# Your objective:
Give a verbatim copy of the lines below, minus the pictures.

# Records for the exercise:
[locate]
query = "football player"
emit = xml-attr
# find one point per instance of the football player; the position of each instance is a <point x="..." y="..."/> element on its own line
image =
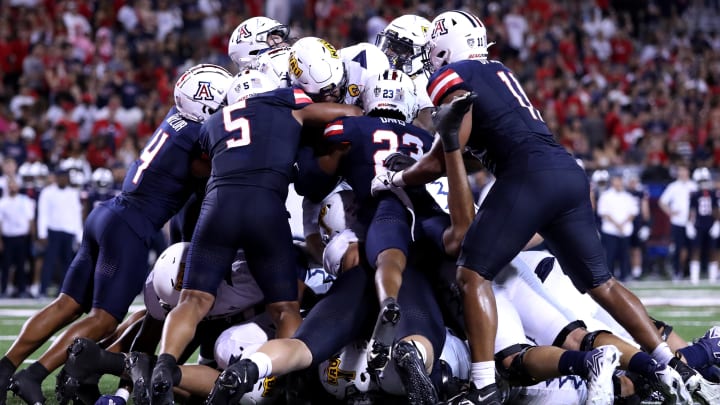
<point x="703" y="228"/>
<point x="108" y="270"/>
<point x="405" y="43"/>
<point x="244" y="207"/>
<point x="539" y="188"/>
<point x="253" y="37"/>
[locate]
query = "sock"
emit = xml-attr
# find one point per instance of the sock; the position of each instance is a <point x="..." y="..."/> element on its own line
<point x="111" y="363"/>
<point x="483" y="373"/>
<point x="662" y="353"/>
<point x="642" y="364"/>
<point x="37" y="372"/>
<point x="572" y="362"/>
<point x="122" y="393"/>
<point x="263" y="362"/>
<point x="696" y="356"/>
<point x="6" y="368"/>
<point x="169" y="361"/>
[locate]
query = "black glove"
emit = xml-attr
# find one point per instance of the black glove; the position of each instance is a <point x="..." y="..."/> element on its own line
<point x="398" y="161"/>
<point x="448" y="117"/>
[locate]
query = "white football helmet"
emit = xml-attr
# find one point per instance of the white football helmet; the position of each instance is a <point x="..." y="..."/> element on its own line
<point x="391" y="90"/>
<point x="253" y="37"/>
<point x="248" y="83"/>
<point x="275" y="63"/>
<point x="345" y="373"/>
<point x="404" y="43"/>
<point x="101" y="178"/>
<point x="238" y="342"/>
<point x="337" y="213"/>
<point x="703" y="177"/>
<point x="454" y="36"/>
<point x="201" y="90"/>
<point x="316" y="67"/>
<point x="168" y="273"/>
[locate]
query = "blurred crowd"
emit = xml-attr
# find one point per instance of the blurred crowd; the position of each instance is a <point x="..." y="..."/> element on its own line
<point x="626" y="86"/>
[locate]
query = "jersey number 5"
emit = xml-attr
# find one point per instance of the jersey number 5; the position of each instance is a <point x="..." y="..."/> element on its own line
<point x="393" y="140"/>
<point x="231" y="125"/>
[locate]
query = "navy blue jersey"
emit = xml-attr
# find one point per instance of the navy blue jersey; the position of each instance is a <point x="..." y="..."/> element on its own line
<point x="704" y="203"/>
<point x="159" y="182"/>
<point x="372" y="139"/>
<point x="508" y="134"/>
<point x="254" y="142"/>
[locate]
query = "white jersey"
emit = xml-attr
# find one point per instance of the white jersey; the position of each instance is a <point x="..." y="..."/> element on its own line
<point x="368" y="56"/>
<point x="356" y="78"/>
<point x="423" y="99"/>
<point x="242" y="295"/>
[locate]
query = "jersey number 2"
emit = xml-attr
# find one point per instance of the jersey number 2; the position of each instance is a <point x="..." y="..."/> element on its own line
<point x="231" y="125"/>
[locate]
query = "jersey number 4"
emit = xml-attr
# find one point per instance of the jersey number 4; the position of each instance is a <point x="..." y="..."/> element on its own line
<point x="393" y="141"/>
<point x="517" y="91"/>
<point x="149" y="153"/>
<point x="232" y="125"/>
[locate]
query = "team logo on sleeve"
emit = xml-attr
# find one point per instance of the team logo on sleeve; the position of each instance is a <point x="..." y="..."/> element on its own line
<point x="354" y="90"/>
<point x="439" y="29"/>
<point x="203" y="92"/>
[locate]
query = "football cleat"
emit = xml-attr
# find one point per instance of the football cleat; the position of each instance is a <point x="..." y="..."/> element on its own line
<point x="411" y="368"/>
<point x="601" y="363"/>
<point x="161" y="384"/>
<point x="238" y="379"/>
<point x="488" y="395"/>
<point x="671" y="384"/>
<point x="139" y="367"/>
<point x="26" y="388"/>
<point x="383" y="336"/>
<point x="690" y="377"/>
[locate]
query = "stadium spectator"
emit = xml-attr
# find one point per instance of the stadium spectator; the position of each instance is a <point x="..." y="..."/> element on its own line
<point x="17" y="219"/>
<point x="59" y="222"/>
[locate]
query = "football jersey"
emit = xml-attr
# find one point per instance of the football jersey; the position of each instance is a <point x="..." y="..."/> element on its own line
<point x="704" y="203"/>
<point x="254" y="142"/>
<point x="508" y="133"/>
<point x="159" y="182"/>
<point x="373" y="139"/>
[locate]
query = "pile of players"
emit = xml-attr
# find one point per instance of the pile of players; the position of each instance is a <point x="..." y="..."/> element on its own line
<point x="388" y="317"/>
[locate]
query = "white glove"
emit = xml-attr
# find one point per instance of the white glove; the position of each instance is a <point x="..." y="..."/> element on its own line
<point x="715" y="230"/>
<point x="386" y="181"/>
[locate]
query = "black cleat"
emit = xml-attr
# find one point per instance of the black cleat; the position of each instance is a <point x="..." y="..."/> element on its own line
<point x="161" y="384"/>
<point x="26" y="388"/>
<point x="238" y="379"/>
<point x="383" y="337"/>
<point x="418" y="385"/>
<point x="139" y="367"/>
<point x="488" y="395"/>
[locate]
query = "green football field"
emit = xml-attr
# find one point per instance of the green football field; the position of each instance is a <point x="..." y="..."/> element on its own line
<point x="692" y="310"/>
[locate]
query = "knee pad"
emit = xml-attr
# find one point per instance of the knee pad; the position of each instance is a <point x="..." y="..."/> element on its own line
<point x="664" y="328"/>
<point x="516" y="374"/>
<point x="588" y="342"/>
<point x="562" y="336"/>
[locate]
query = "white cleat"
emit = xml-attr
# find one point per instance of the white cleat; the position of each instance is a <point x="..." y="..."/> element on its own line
<point x="601" y="365"/>
<point x="673" y="387"/>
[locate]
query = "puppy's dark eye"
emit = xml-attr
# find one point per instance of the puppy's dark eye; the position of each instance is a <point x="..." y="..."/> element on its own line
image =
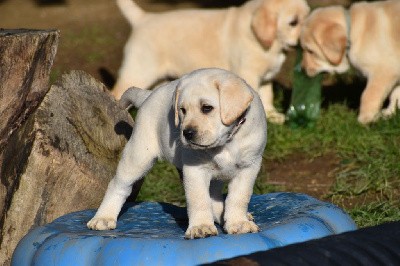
<point x="294" y="22"/>
<point x="311" y="52"/>
<point x="205" y="109"/>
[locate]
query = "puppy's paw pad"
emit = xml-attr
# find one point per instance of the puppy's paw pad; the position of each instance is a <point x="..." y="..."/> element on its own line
<point x="201" y="231"/>
<point x="242" y="227"/>
<point x="102" y="224"/>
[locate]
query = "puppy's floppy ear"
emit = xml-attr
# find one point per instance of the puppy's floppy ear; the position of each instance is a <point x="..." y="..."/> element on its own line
<point x="176" y="101"/>
<point x="264" y="25"/>
<point x="332" y="41"/>
<point x="234" y="98"/>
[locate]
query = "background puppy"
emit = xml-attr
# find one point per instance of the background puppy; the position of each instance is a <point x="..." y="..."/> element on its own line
<point x="368" y="36"/>
<point x="249" y="40"/>
<point x="212" y="126"/>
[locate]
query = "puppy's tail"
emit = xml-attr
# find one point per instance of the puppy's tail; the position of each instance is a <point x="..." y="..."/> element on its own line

# Correct response:
[locate]
query = "football player"
emit = xml-attr
# find one point per instance of the football player; the position of each instance is a <point x="..." y="..."/> element on its own line
image =
<point x="703" y="228"/>
<point x="108" y="270"/>
<point x="405" y="43"/>
<point x="244" y="207"/>
<point x="539" y="188"/>
<point x="253" y="37"/>
[locate]
query = "sock"
emit = xml-attr
# find one point per instance of the sock; the position of each instance is a <point x="..." y="..."/> element on its own line
<point x="111" y="363"/>
<point x="483" y="373"/>
<point x="662" y="353"/>
<point x="642" y="364"/>
<point x="37" y="372"/>
<point x="572" y="362"/>
<point x="122" y="393"/>
<point x="263" y="362"/>
<point x="696" y="356"/>
<point x="6" y="368"/>
<point x="169" y="361"/>
[locate]
query = "black glove"
emit = xml-attr
# find one point per instance of the black glove; the position of each instance is a <point x="..." y="..."/> element on its own line
<point x="398" y="161"/>
<point x="448" y="117"/>
[locate]
query = "white football helmet"
emit = xml-attr
# find one point per instance of the white football helmet; the position of each instance is a <point x="..." y="..."/> element on its own line
<point x="391" y="90"/>
<point x="253" y="37"/>
<point x="248" y="83"/>
<point x="275" y="63"/>
<point x="345" y="373"/>
<point x="404" y="43"/>
<point x="101" y="178"/>
<point x="238" y="342"/>
<point x="337" y="213"/>
<point x="703" y="177"/>
<point x="454" y="36"/>
<point x="201" y="90"/>
<point x="316" y="67"/>
<point x="168" y="273"/>
[locate]
query = "blurred crowd"
emit = xml-attr
# find one point per instance of the blurred crowd; the position of each instance is a <point x="..." y="..."/> element on its own line
<point x="626" y="86"/>
[locate]
query = "jersey number 5"
emit = xml-attr
# find one point per instance of the jersey number 5; the position of each instance is a <point x="..." y="..."/> element on its own line
<point x="393" y="140"/>
<point x="231" y="125"/>
[locate]
query = "navy blue jersey"
emit = xml-attr
# find one point per instance of the navy blue jersey; the position of each instance is a <point x="..." y="..."/> element on its own line
<point x="704" y="203"/>
<point x="159" y="182"/>
<point x="372" y="139"/>
<point x="508" y="134"/>
<point x="254" y="142"/>
[locate]
query = "white jersey"
emit = xml-attr
# find one point per instance of the white jersey; the position of each instance is a <point x="..." y="..."/> element on its own line
<point x="368" y="56"/>
<point x="356" y="78"/>
<point x="423" y="99"/>
<point x="242" y="295"/>
[locate]
query = "jersey number 2"
emit = xml-attr
# find one point per instance of the jersey number 2; the position of each instance is a <point x="..." y="..."/> element on its own line
<point x="231" y="125"/>
[locate]
query = "jersey number 4"
emit = xml-attr
# find one point per instance of the jersey number 4; the position of each instance is a <point x="..." y="..."/> element on its own line
<point x="393" y="141"/>
<point x="517" y="91"/>
<point x="149" y="153"/>
<point x="232" y="125"/>
[locate]
query = "team logo on sleeve"
emit = xml-attr
# find one point per instance of the team logo on sleeve; the position of each instance is a <point x="..." y="..."/> element on its own line
<point x="354" y="90"/>
<point x="439" y="29"/>
<point x="203" y="92"/>
[locate]
query = "football cleat"
emit = xml-attr
# find one point per instance of the football cleat; the position of each instance is a <point x="..." y="..."/> element on its own line
<point x="411" y="368"/>
<point x="601" y="363"/>
<point x="161" y="384"/>
<point x="238" y="379"/>
<point x="488" y="395"/>
<point x="671" y="384"/>
<point x="139" y="367"/>
<point x="26" y="388"/>
<point x="383" y="336"/>
<point x="690" y="377"/>
[locate]
query = "stadium spectator"
emit = xml-attr
# find one point per instance of the stadium spectator; the position of each instance is a <point x="..." y="..."/> element on its own line
<point x="17" y="219"/>
<point x="59" y="222"/>
[locate]
query = "football jersey"
emit = xml-attr
# find one point per instance of the football jersey; the position of each instance is a <point x="..." y="..."/> element on its own line
<point x="704" y="203"/>
<point x="254" y="142"/>
<point x="508" y="133"/>
<point x="159" y="182"/>
<point x="373" y="139"/>
[locate]
query = "pile of players"
emit = xml-attr
# find one point per instance of the pile of players; the position of each instance is a <point x="..." y="..."/> element on its own line
<point x="388" y="317"/>
[locate]
query = "white glove"
emit = xml-attr
# find one point per instance of the white glove; the position of each instance is a <point x="..." y="..."/> element on its own line
<point x="715" y="230"/>
<point x="386" y="181"/>
[locate]
query = "black cleat"
emit = xml-attr
# find one point per instance of the black cleat; the position of each instance is a <point x="..." y="..."/> element on its own line
<point x="161" y="384"/>
<point x="26" y="388"/>
<point x="238" y="379"/>
<point x="383" y="337"/>
<point x="418" y="385"/>
<point x="139" y="367"/>
<point x="488" y="395"/>
[locate]
query = "green football field"
emit = xml-attr
# find one point per instance of the green football field; the position of each instance is a <point x="..." y="..."/> element on its own line
<point x="692" y="310"/>
[locate]
query = "knee pad"
emit = xml-attr
# find one point per instance of the knee pad; the position of each instance is a <point x="..." y="..."/> element on its own line
<point x="664" y="328"/>
<point x="516" y="374"/>
<point x="588" y="342"/>
<point x="562" y="336"/>
[locate]
query = "white cleat"
emit = xml-attr
# find one point per instance of the white cleat; the position of each instance is a <point x="..." y="..."/> element on its own line
<point x="601" y="365"/>
<point x="673" y="387"/>
[locate]
query = "puppy's dark eye"
emit = xml-attr
# find one point per instance of the puppy's dark eye; the position of each instance is a <point x="..." y="..."/> element on its own line
image =
<point x="294" y="22"/>
<point x="311" y="52"/>
<point x="205" y="109"/>
[locate]
query = "puppy's paw pad"
emit = xml-attr
# find one point per instance of the puppy's paw pad; the position of each instance is a <point x="..." y="..."/> element on its own line
<point x="201" y="231"/>
<point x="242" y="227"/>
<point x="102" y="224"/>
[locate]
query = "puppy's floppy ear"
emit = xml-attr
# find one point per instance of the puppy's floppy ear; the position of each instance is a <point x="..." y="..."/> element on its own line
<point x="176" y="101"/>
<point x="264" y="25"/>
<point x="332" y="41"/>
<point x="234" y="98"/>
[locate]
query = "background puppy"
emit = xml-attr
# find one point per instance of the background puppy; the position of each instance is a <point x="..." y="..."/> element on its own line
<point x="368" y="36"/>
<point x="249" y="40"/>
<point x="212" y="126"/>
[locate]
query = "puppy's tail"
emit = xml-attr
# find one point per instance of the puppy's tail; the position of each instance is a <point x="..." y="..."/> element on its own line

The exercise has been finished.